> GIVEN ENTRIES
----------------------------------------

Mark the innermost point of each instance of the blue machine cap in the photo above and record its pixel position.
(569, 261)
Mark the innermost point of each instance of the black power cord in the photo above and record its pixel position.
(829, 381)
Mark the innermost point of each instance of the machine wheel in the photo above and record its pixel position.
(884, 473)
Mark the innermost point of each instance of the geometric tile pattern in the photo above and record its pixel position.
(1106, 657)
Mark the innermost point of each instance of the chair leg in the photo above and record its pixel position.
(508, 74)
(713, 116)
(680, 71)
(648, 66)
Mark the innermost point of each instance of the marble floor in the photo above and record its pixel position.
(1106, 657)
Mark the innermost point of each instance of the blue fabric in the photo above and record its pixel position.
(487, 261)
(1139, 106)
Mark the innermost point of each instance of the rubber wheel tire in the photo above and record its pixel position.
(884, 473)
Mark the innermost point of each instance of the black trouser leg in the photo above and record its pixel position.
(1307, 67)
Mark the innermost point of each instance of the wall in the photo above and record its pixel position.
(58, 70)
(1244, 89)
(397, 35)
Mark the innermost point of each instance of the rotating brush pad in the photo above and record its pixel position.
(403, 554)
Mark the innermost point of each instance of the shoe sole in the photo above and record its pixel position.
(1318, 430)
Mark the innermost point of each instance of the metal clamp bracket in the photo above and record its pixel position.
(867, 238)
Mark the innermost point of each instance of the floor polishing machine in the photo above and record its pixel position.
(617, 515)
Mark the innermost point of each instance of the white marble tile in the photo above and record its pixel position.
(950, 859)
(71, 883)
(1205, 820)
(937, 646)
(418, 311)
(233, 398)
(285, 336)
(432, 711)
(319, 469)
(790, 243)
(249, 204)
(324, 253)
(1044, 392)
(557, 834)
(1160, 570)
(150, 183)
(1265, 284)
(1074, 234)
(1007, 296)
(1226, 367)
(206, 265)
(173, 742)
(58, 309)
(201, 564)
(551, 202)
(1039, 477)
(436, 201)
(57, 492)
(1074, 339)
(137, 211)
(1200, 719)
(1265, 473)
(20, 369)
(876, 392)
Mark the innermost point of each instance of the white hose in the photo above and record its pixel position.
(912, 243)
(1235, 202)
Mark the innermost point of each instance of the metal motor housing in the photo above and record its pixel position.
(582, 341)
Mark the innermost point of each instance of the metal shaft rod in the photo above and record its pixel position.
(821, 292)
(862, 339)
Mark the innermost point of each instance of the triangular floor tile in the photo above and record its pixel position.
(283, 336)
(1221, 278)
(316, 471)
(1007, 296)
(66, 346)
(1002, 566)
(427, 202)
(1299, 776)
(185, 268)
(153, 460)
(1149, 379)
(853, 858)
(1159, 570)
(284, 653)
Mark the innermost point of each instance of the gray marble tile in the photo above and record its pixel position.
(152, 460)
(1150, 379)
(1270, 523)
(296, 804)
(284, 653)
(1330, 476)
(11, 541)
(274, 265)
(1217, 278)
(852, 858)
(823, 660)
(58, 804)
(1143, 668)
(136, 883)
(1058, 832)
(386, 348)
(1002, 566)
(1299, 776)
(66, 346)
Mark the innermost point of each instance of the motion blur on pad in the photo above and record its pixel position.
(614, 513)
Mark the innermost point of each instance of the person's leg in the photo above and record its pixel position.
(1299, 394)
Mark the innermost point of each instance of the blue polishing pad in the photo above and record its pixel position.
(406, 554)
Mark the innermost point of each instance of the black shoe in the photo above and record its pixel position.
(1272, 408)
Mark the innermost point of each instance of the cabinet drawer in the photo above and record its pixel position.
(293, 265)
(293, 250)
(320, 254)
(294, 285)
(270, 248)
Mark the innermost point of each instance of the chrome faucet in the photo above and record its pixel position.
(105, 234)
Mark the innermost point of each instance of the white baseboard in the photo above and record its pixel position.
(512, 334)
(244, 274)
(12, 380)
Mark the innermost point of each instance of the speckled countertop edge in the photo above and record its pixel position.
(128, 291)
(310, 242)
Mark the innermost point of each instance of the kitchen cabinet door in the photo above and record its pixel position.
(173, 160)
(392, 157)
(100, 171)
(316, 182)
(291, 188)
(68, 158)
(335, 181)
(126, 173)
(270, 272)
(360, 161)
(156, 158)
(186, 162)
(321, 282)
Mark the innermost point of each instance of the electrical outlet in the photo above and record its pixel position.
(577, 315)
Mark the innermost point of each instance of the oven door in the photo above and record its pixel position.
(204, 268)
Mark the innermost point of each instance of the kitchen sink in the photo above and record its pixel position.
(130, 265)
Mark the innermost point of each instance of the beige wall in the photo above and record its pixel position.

----------------------------------------

> REQUIRED WORK
Quote every row above word for word, keeping their original order.

> WRITTEN RESPONSE
Mark the innermost point of each instance of the blue machine cap in the photo above and record its pixel position.
(569, 261)
Mark the innermost point of each instance of the black power cord in the photo above and record its pixel position.
(829, 381)
Mark the innermost point of each instance of the machine wheel in the photo above and record its pixel position.
(884, 473)
Mark the innermost point of each instance of the geometric tile pattern in the photo above and record its pixel position.
(1106, 657)
Mark the innermost point of each instance of the chair leg in the photo above and record its pixel position.
(508, 74)
(713, 116)
(680, 71)
(648, 66)
Mark the innermost point of each instance of the marble floor in the photo above and record its pixel position.
(1106, 657)
Mark the innermost point of each instance of the blue fabric in the photo above and record its pixel position.
(487, 261)
(1139, 106)
Mark the innermost point of each instance of the rubber wheel tire in the photo above and record its pixel position.
(884, 473)
Mark the innermost point of each instance of the black trouser leg in the photo above and record its pixel position.
(1307, 67)
Mark the innermost point of each instance of the wall in the photo above and record its pixel position.
(58, 70)
(1244, 89)
(397, 35)
Mark the innermost point of each instance of the rotating brush pad in the photo above and record its pixel position.
(403, 554)
Mark the innermost point of each instance of the shoe sole in the photo above and record its pixel position.
(1318, 430)
Mark the innermost point of each instance of the metal clamp bracket in the photo above and record its pixel position.
(867, 238)
Mark the innermost point of each instance of the floor polishing machine in the photo above and record its pixel position.
(617, 515)
Mark the innermost point of each instance of the white marble tile in the photo above and record its pixel position.
(950, 859)
(71, 883)
(1205, 820)
(937, 646)
(418, 311)
(233, 398)
(285, 336)
(432, 711)
(319, 469)
(790, 243)
(249, 204)
(324, 253)
(1044, 392)
(557, 834)
(1160, 570)
(150, 183)
(1265, 284)
(1074, 234)
(1007, 296)
(1226, 367)
(206, 265)
(173, 742)
(58, 309)
(201, 564)
(551, 202)
(1039, 477)
(436, 201)
(57, 492)
(1074, 339)
(137, 211)
(1200, 719)
(1265, 473)
(20, 369)
(876, 392)
Mark the innermost point of each instance of the white hose in the photo above and record its pixel position.
(912, 243)
(1235, 202)
Mark the innermost point of each instance of the metal motor housing in the photo above and record its pixel position.
(582, 341)
Mark the innermost point of each instance of the metal shaft rod in the photo above and record its pixel position.
(821, 292)
(862, 339)
Mark the innermost point of each instance of the triangular floor tile in the photo above and record its pixel position.
(283, 336)
(1221, 278)
(316, 471)
(1007, 296)
(66, 346)
(1002, 566)
(427, 202)
(1299, 776)
(185, 268)
(153, 460)
(1149, 379)
(853, 858)
(1159, 570)
(284, 653)
Mark the innermost point of each instance of the gray marble tile in the photo above and record its pixel position.
(152, 460)
(1150, 379)
(1270, 523)
(296, 804)
(284, 653)
(1330, 476)
(11, 541)
(274, 265)
(1217, 278)
(852, 858)
(823, 660)
(58, 804)
(1143, 668)
(136, 883)
(1058, 832)
(386, 348)
(1002, 566)
(1299, 776)
(66, 346)
Mark the innermost point of each instance of the motion blur on pad in the photo above and record its pixel position.
(614, 513)
Mark the innermost point of each instance of the person's leg in the photo above and record its pixel position.
(1299, 394)
Mark the innermost point of each instance of the blue polishing pad in the photo above and record its pixel position.
(406, 554)
Mark the innermost point of each instance of the black shoe in the photo above and record its pixel position.
(1272, 408)
Mark the innermost point of each instance of the cabinet drawer in the photo above and record its pixel position.
(293, 265)
(293, 250)
(320, 254)
(294, 285)
(270, 248)
Mark the innermost point of each instance of the chrome faucet in the photo above and record its pixel position.
(105, 234)
Mark the innermost point of each instance of the white baseboard in the photo above and record its pixel position.
(512, 334)
(244, 274)
(12, 380)
Mark the innermost point of each instance of the speckled countertop edge in the photo above and record its pixel position.
(128, 291)
(310, 242)
Mark the innermost point of each instance of the kitchen cabinet door in the photo above and record its pixel position.
(173, 160)
(392, 157)
(100, 171)
(316, 182)
(291, 188)
(68, 158)
(335, 181)
(126, 173)
(270, 272)
(360, 161)
(156, 158)
(186, 162)
(321, 282)
Mark the innermost point of each instance of the electrical outlet in the photo above and record its pixel position.
(577, 315)
Mark the innermost point of each instance of the oven door in the photo above and record its pixel position.
(204, 268)
Mark the innermost point of each instance of the kitchen sink in the photo above and record its pixel position.
(130, 265)
Mark the innermost point of each instance of the beige wall in the photo above and record its pixel position.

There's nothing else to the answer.